- 1AMA/NASA Langley Reseach Center, Hampton, United States of America
- 2NASA Langley Research Center, Hampton, United States of America
- 3ADNet/NASA Langley Reseach Center, Hampton, United States of America
NASA’s Fast Longwave And SHortwave radiative Flux (FLASHFlux) project aims to generate low-latency operational global surface and top-of-atmosphere radiative flux data within one week of initial satellite measurements. The surface radiation budget is crucial for modulating and improving our understanding of many atmospheric, oceanic and land surface processes within the Earth system. The top-of-atmosphere (TOA) radiation budget is a key radiative forcing in the climate system. NASA’s Clouds and Earth's Radiant Energy System (CERES) is currently producing global radiation data using world-class satellite measurements. While CERES’s radiative flux products are of extremely high quality and accuracy, extensive data processing and months of validation are required to ensure their high accuracy before releasing climate-quality data. CERES data is typically released ~3 months after measurement acquisition. However, many users desire access to CERES data on a near real-time basis.

========================

#### [COMPLETE THE FOLLOWING]
1. Please write out the passage on NASA's FLASHFlux project in full, word for word.
2. Find each line of the records that contains the string "grey" and copy those lines. Matching is case-sensitive.

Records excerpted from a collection
========================

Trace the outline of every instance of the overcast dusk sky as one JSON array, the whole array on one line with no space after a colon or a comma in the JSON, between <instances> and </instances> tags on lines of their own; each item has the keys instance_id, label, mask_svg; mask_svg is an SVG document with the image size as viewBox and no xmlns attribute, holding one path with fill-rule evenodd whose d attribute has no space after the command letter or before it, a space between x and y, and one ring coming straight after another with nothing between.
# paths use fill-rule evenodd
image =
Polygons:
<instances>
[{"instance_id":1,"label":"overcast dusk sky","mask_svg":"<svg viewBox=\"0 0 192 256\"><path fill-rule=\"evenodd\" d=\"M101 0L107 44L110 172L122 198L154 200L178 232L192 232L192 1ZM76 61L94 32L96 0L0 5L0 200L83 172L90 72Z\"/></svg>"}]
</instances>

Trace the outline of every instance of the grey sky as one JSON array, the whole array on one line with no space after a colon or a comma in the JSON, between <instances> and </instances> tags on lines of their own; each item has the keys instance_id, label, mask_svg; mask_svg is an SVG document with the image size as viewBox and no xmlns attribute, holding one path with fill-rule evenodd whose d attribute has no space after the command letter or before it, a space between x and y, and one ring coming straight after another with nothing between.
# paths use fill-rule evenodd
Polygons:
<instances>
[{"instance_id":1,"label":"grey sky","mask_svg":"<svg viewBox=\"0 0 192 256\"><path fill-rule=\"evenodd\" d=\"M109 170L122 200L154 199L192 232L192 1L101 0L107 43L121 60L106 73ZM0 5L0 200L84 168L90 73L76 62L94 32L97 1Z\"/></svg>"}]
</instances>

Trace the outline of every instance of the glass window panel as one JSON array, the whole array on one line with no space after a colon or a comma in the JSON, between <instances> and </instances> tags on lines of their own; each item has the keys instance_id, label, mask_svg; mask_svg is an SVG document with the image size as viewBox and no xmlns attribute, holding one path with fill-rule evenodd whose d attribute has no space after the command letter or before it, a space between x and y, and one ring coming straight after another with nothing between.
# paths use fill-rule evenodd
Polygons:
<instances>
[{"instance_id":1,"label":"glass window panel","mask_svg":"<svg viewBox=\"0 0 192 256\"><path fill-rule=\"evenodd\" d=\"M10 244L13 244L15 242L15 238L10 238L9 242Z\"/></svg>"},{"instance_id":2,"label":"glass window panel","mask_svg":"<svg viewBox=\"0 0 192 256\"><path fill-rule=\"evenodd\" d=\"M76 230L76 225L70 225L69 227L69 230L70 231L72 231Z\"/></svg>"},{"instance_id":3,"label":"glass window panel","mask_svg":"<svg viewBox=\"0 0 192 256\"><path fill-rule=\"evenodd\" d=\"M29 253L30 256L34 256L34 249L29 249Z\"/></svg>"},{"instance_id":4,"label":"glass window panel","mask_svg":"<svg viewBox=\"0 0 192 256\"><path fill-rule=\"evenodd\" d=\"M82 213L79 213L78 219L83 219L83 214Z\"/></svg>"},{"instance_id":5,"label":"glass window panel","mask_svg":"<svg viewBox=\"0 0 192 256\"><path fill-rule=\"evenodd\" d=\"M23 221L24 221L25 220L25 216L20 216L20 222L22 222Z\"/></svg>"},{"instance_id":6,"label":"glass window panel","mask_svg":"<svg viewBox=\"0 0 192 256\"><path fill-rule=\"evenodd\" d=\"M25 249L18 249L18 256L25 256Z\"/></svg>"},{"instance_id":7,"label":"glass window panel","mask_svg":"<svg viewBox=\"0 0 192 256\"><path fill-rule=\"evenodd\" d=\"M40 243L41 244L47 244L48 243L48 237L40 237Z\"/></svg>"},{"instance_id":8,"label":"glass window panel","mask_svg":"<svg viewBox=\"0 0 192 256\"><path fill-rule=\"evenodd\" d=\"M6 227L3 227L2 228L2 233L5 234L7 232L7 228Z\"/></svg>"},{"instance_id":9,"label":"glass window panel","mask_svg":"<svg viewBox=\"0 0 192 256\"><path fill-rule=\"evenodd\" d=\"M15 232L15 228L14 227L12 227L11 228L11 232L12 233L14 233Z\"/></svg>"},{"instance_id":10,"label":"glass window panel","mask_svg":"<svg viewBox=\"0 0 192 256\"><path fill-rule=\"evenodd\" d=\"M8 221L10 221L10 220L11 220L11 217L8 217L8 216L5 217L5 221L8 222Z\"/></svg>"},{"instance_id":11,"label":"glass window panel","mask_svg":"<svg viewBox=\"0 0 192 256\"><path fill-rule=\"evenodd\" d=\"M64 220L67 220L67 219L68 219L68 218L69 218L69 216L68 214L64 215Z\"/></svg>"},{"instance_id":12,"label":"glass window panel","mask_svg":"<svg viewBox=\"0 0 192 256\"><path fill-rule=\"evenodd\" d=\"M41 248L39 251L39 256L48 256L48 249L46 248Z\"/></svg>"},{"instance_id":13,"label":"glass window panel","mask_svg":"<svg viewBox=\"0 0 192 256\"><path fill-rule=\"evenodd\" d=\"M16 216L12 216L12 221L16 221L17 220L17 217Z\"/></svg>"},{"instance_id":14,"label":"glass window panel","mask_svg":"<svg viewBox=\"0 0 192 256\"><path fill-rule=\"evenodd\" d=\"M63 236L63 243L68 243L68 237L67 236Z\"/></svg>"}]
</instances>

========================

#### [PER-TASK OUTPUTS]
1.
- 1AMA/NASA Langley Reseach Center, Hampton, United States of America
- 2NASA Langley Research Center, Hampton, United States of America
- 3ADNet/NASA Langley Reseach Center, Hampton, United States of America
NASA’s Fast Longwave And SHortwave radiative Flux (FLASHFlux) project aims to generate low-latency operational global surface and top-of-atmosphere radiative flux data within one week of initial satellite measurements. The surface radiation budget is crucial for modulating and improving our understanding of many atmospheric, oceanic and land surface processes within the Earth system. The top-of-atmosphere (TOA) radiation budget is a key radiative forcing in the climate system. NASA’s Clouds and Earth's Radiant Energy System (CERES) is currently producing global radiation data using world-class satellite measurements. While CERES’s radiative flux products are of extremely high quality and accuracy, extensive data processing and months of validation are required to ensure their high accuracy before releasing climate-quality data. CERES data is typically released ~3 months after measurement acquisition. However, many users desire access to CERES data on a near real-time basis.

2.
Trace the outline of every instance of the grey sky as one JSON array, the whole array on one line with no space after a colon or a comma in the JSON, between <instances> and </instances> tags on lines of their own; each item has the keys instance_id, label, mask_svg; mask_svg is an SVG document with the image size as viewBox and no xmlns attribute, holding one path with fill-rule evenodd whose d attribute has no space after the command letter or before it, a space between x and y, and one ring coming straight after another with nothing between.
[{"instance_id":1,"label":"grey sky","mask_svg":"<svg viewBox=\"0 0 192 256\"><path fill-rule=\"evenodd\" d=\"M109 170L122 200L154 199L192 232L192 1L101 0L107 43L121 60L106 73ZM0 5L0 200L84 168L90 73L76 62L94 32L97 1Z\"/></svg>"}]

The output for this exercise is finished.